- Written instruction
Rewrite the listing below from the line containing "Spot the dry grass and" through the end, inclusive, replacing "hairy leaf" with "fuzzy leaf" and changing nothing else.

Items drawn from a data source

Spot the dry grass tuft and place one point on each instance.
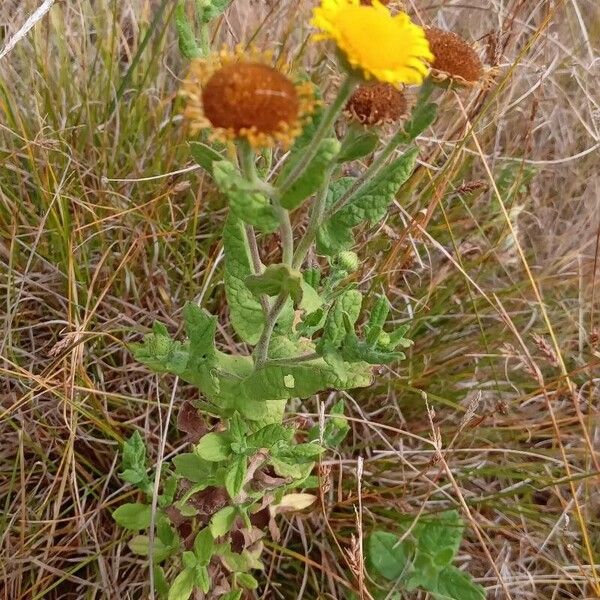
(105, 225)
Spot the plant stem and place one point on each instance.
(257, 265)
(323, 129)
(262, 347)
(360, 184)
(293, 360)
(286, 233)
(316, 218)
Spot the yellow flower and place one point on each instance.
(241, 96)
(388, 48)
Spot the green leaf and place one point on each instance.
(236, 477)
(183, 585)
(200, 327)
(336, 427)
(214, 447)
(189, 559)
(371, 205)
(334, 331)
(312, 277)
(134, 462)
(193, 468)
(330, 238)
(270, 435)
(356, 350)
(313, 177)
(276, 279)
(245, 311)
(423, 115)
(377, 319)
(140, 544)
(160, 353)
(204, 546)
(453, 584)
(311, 301)
(233, 595)
(356, 144)
(244, 201)
(439, 536)
(246, 580)
(187, 41)
(222, 521)
(211, 9)
(133, 516)
(204, 155)
(160, 581)
(300, 453)
(237, 428)
(169, 487)
(165, 532)
(202, 578)
(387, 555)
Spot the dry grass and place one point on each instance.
(493, 253)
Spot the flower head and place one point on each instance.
(455, 60)
(381, 46)
(242, 97)
(377, 103)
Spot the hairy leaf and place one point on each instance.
(334, 331)
(245, 311)
(204, 546)
(222, 521)
(211, 9)
(370, 205)
(183, 585)
(277, 279)
(387, 555)
(244, 201)
(236, 476)
(453, 584)
(134, 516)
(134, 462)
(194, 468)
(185, 33)
(313, 177)
(356, 144)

- Answer to the exercise
Spot the dry grass and place one point on each instance.
(493, 253)
Spot the flower head and place one point on each instance.
(455, 60)
(381, 46)
(242, 97)
(377, 103)
Spot the fuzzy leaf and place one point on each instance.
(334, 331)
(245, 311)
(204, 546)
(222, 521)
(211, 9)
(370, 205)
(183, 585)
(277, 279)
(387, 555)
(244, 201)
(236, 476)
(453, 584)
(134, 516)
(134, 462)
(194, 468)
(185, 33)
(313, 177)
(356, 144)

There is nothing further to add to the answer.